- **Task brief**: Reproduce the following lines verbatim.
── Data to use ──
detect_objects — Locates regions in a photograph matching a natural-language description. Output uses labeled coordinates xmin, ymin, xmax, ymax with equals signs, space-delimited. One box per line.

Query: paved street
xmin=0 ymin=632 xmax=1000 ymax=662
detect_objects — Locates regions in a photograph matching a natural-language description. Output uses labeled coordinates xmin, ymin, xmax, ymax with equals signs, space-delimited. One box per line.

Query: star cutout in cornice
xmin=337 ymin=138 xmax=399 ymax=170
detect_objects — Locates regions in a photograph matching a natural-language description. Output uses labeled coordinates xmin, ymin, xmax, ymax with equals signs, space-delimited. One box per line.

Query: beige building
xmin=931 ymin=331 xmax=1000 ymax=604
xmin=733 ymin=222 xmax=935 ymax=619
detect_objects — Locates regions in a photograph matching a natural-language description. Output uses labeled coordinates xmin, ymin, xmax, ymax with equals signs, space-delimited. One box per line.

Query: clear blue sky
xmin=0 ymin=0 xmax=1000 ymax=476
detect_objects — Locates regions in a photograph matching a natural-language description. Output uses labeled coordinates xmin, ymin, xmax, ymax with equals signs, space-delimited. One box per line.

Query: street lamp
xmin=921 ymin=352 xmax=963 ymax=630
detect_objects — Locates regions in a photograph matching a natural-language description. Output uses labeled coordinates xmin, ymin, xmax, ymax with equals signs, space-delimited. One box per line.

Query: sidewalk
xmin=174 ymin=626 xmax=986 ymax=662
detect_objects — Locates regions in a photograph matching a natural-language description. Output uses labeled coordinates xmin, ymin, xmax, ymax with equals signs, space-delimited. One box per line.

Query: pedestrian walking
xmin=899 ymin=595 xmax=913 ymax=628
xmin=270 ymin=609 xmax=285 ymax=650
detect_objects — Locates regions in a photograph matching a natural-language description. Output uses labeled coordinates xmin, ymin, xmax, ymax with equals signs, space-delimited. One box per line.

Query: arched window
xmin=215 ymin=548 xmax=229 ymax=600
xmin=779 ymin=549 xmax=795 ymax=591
───
- **Answer to this task**:
detect_objects — Locates regions in a photograph matching a natural-language description. Output uses labeled coordinates xmin, ymin, xmax, ymax with equals signs, space-delimited. One box per line.

Query: paved street
xmin=0 ymin=632 xmax=1000 ymax=662
detect_objects — Locates regions in a photograph matching a natural-language description. Output uses labeled coordinates xmin, ymin, xmax, ymax with equals signs, space-delimited. One box per line.

Query: star cutout in cornice
xmin=337 ymin=138 xmax=399 ymax=170
detect_objects — Locates regions in a photograph matching a natural-language description. Output uses labeled coordinates xmin, ymin, xmax, ymax with equals signs, space-delimited. One box per line.

Query: beige building
xmin=931 ymin=331 xmax=1000 ymax=604
xmin=733 ymin=222 xmax=935 ymax=619
detect_objects — Locates regions in a photograph matching a natural-language description. Output uses labeled coordinates xmin, ymin, xmax, ymax with equals signs, space-delimited. One box per line.

Query: clear blue sky
xmin=0 ymin=0 xmax=1000 ymax=476
detect_objects — Locates regions in a photograph matching a natural-language description. Output uses labeled coordinates xmin, ymin, xmax, ymax with equals signs, space-delimited. One box per line.

Query: street lamp
xmin=921 ymin=352 xmax=963 ymax=630
detect_objects — Locates regions in a photograph matching a natural-language description. Output uses labeled coordinates xmin, ymin, xmax, ymax with equals signs, space-delimited. One box per line.

Query: sidewalk
xmin=174 ymin=626 xmax=986 ymax=662
detect_objects — Locates regions in a photograph matching a natural-language description. Output uses labeled coordinates xmin, ymin, xmax, ymax with equals signs, space-delimited. One box per line.

Query: pedestrian walking
xmin=899 ymin=595 xmax=913 ymax=628
xmin=270 ymin=609 xmax=285 ymax=650
detect_objects — Locates regions in a photograph matching a natural-language description. Output uses labeled coordinates xmin, ymin, xmax, ymax with equals signs, space-delimited. One box per line.

Query: arched window
xmin=215 ymin=548 xmax=229 ymax=600
xmin=779 ymin=549 xmax=795 ymax=591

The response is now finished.